Look through the entries and count each line that includes the string "instance". Reply with the number alone.

[Saved entries]
.....

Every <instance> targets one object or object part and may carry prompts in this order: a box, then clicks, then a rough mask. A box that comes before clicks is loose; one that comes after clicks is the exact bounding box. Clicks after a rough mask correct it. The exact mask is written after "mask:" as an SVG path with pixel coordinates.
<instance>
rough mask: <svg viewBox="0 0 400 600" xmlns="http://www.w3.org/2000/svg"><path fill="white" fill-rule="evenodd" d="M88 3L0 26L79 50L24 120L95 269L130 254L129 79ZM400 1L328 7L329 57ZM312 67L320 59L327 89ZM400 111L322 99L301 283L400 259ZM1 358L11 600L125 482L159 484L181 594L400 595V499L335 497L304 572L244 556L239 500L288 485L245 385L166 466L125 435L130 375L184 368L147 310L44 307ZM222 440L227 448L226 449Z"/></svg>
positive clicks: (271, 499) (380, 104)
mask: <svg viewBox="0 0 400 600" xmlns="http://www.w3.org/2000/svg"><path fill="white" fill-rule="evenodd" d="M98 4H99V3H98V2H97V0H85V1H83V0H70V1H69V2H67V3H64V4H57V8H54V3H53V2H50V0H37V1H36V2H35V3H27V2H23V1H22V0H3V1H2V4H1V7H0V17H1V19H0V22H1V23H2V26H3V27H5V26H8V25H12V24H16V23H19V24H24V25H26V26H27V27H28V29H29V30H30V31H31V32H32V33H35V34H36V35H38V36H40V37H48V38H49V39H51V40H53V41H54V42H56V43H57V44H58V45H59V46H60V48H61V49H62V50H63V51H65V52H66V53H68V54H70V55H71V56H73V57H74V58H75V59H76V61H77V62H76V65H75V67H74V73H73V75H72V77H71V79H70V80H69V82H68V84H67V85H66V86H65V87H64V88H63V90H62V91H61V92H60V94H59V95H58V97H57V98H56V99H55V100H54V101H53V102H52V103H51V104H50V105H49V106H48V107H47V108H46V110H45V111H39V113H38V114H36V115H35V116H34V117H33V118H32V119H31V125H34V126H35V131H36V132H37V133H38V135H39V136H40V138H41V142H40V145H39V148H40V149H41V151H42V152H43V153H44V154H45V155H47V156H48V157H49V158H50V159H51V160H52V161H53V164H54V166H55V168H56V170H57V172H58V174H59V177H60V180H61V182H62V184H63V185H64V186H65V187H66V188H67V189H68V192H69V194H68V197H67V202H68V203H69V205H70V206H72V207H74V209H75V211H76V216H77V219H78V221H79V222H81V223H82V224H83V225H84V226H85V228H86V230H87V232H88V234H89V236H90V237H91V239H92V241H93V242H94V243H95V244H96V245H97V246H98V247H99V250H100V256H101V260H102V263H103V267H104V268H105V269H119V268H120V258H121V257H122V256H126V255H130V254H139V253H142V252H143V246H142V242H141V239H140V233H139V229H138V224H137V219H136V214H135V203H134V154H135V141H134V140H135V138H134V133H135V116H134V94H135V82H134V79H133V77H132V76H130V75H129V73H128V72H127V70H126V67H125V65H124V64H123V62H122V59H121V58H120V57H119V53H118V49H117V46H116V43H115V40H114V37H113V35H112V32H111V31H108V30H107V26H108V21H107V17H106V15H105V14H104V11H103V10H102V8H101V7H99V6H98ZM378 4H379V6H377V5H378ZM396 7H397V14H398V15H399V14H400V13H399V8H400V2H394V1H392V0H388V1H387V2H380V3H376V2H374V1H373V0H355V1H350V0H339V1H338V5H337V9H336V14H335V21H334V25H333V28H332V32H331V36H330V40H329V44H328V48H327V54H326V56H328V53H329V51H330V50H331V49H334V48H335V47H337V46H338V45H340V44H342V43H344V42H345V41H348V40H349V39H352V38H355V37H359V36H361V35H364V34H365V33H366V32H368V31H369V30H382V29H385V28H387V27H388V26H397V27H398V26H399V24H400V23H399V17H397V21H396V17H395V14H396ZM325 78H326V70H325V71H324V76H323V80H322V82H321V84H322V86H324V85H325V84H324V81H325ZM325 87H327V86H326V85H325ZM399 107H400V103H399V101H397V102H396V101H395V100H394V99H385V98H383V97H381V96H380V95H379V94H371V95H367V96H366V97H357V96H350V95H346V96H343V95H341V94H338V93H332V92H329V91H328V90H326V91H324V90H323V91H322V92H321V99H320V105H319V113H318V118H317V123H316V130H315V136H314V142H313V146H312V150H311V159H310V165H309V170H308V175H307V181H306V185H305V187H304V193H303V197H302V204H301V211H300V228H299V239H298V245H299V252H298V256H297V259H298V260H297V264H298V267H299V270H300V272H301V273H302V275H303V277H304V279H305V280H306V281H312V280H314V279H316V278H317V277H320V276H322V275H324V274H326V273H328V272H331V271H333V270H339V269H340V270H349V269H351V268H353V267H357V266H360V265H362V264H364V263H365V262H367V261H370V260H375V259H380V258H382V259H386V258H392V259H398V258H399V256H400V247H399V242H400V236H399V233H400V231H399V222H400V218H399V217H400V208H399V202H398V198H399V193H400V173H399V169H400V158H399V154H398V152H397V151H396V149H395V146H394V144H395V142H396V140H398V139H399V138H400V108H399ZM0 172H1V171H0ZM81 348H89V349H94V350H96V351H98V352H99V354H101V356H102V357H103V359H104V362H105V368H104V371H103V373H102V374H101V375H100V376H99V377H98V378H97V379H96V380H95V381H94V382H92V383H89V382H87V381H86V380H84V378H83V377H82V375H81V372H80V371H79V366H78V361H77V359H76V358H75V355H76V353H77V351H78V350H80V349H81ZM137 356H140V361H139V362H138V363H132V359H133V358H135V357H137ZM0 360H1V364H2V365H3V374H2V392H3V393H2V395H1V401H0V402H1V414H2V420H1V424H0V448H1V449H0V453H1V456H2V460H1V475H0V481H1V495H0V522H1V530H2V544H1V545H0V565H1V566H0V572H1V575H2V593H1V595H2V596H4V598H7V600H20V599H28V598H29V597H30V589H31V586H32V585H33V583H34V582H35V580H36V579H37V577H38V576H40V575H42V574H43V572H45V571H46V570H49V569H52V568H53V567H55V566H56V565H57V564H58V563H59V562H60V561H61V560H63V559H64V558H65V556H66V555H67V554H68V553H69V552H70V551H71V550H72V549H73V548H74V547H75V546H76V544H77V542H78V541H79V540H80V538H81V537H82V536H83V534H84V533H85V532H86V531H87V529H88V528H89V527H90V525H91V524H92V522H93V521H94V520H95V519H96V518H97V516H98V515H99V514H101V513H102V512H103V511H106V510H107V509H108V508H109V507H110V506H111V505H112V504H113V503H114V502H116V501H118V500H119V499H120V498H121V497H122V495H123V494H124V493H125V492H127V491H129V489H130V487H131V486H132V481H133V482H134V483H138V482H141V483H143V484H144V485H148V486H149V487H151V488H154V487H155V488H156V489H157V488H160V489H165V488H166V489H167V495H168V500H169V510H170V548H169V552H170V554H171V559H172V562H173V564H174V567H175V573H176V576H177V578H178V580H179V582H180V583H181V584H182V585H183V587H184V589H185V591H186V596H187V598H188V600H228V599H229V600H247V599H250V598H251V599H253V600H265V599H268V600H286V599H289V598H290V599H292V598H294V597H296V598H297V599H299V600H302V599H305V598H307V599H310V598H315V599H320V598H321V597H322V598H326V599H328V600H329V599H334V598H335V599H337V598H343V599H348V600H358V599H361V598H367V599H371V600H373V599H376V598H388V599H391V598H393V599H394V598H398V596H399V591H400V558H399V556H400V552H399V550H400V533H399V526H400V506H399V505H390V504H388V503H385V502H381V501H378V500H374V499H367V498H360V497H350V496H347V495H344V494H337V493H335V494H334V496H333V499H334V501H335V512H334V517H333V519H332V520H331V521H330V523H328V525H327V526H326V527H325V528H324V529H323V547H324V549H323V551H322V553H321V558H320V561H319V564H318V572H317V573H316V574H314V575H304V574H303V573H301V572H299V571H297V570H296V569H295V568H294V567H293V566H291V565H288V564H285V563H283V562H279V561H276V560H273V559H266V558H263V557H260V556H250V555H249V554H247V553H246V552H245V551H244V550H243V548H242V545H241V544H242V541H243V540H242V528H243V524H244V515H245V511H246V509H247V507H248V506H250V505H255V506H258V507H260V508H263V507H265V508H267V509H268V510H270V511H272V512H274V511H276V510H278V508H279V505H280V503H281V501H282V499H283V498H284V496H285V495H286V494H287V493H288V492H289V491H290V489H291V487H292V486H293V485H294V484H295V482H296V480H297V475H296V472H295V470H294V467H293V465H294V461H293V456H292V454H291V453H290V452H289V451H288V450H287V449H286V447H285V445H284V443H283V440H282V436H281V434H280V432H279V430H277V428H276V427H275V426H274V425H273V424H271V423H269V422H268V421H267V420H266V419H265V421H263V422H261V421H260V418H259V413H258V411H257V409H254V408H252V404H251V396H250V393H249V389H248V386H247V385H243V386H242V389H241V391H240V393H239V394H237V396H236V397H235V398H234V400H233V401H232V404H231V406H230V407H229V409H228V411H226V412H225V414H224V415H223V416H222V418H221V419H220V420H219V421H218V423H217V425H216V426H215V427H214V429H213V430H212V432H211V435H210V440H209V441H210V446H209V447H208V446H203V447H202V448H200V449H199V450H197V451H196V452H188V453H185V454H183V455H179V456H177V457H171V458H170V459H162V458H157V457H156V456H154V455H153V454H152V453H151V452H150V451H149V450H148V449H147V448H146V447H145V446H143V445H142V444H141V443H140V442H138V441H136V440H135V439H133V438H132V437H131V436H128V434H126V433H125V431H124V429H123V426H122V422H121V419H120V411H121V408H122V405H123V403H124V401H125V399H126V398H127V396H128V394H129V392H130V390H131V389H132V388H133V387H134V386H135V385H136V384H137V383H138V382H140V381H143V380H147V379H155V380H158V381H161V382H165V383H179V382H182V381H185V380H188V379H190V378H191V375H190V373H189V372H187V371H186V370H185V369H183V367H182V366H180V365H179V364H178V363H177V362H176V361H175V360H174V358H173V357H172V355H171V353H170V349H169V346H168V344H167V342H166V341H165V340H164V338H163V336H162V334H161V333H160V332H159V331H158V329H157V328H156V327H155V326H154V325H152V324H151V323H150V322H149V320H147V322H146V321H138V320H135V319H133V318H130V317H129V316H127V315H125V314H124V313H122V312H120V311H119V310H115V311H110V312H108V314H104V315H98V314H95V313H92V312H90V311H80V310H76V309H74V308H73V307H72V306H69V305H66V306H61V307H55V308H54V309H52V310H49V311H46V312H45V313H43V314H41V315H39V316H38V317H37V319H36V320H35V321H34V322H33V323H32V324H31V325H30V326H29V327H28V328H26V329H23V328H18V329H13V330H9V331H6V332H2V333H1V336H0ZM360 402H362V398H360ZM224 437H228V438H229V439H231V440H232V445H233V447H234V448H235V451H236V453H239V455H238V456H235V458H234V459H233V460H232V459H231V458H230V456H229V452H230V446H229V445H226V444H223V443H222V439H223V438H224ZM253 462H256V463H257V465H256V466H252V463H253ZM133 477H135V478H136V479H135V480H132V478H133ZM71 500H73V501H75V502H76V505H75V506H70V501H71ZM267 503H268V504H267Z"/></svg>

.....

SOLVED PROBLEM: 2